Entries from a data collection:
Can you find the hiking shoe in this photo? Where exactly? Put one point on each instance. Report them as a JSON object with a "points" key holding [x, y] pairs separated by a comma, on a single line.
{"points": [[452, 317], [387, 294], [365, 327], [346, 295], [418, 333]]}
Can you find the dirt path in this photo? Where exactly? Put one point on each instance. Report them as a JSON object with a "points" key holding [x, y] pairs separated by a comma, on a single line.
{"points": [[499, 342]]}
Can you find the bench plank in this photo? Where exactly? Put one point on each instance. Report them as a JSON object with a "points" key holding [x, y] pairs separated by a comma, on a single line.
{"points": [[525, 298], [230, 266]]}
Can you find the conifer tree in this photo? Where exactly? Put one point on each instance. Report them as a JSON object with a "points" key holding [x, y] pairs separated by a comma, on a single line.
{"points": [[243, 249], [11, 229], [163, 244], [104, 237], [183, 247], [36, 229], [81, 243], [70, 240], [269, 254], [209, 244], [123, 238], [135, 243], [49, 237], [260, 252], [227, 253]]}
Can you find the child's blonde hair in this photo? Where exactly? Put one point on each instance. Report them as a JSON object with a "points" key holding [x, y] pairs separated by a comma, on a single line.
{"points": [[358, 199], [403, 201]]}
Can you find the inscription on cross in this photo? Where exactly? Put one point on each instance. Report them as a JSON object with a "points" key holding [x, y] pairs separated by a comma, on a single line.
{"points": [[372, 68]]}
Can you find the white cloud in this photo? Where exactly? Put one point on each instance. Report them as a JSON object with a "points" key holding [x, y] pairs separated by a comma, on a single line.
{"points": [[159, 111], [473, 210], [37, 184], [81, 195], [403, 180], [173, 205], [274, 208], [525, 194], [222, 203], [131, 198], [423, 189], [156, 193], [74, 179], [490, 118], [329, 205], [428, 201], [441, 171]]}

Exercise:
Reproduce every one of the entries above word for word.

Correct output:
Can you find the hiking shoe in this photo? Where exactly? Put one point on each instance. Report them as a JSON object with a "points" key holding [x, y] pairs separated by a comma, on a single line.
{"points": [[452, 317], [387, 294], [365, 327], [346, 295], [418, 333]]}
Can you find the dirt path in this photo? Where exactly? Put one point on each instance. Report them as a JSON object with a "points" key holding [x, y] pairs separated by a comma, on a single line.
{"points": [[499, 342]]}
Can you find the bench plank in this photo? Where exactly? Put one point on each instance. Report them as a JSON object with a "points" key holding [x, y] pairs separated by a comma, on a single line.
{"points": [[525, 298], [230, 266]]}
Can you find the conifer tree in this photo? Where exactly? Put one point on each instance. Report them as a JSON object with a "points" key holding [x, y] pairs separated by a comma, on a single line.
{"points": [[243, 249], [11, 229], [163, 244], [104, 237], [183, 247], [36, 229], [81, 243], [70, 240], [269, 254], [209, 244], [123, 238], [135, 243], [49, 237], [260, 252], [227, 253]]}
Can you find the child's blonde hair in this photo? Where exactly? Put one point on each instance. Report them as a JSON object with a "points" key holding [x, y] pairs separated by a comma, on a single line.
{"points": [[358, 199], [403, 201]]}
Can you find the inscription on cross in this photo? Where exactly? Put one point on each instance. Report them as a JSON object with a "points" key holding [x, y] pairs separated by a comma, on a single line.
{"points": [[372, 68]]}
Can you find the white cloud in this photo? Where exactly? Put one point on each instance. Report them as a JSON object with a "points" key holding [x, y] pairs separated by a comma, on a single line.
{"points": [[159, 111], [473, 210], [37, 184], [81, 195], [403, 180], [173, 205], [274, 208], [525, 194], [222, 203], [131, 198], [423, 189], [156, 193], [74, 179], [490, 118], [329, 205], [428, 201], [441, 171]]}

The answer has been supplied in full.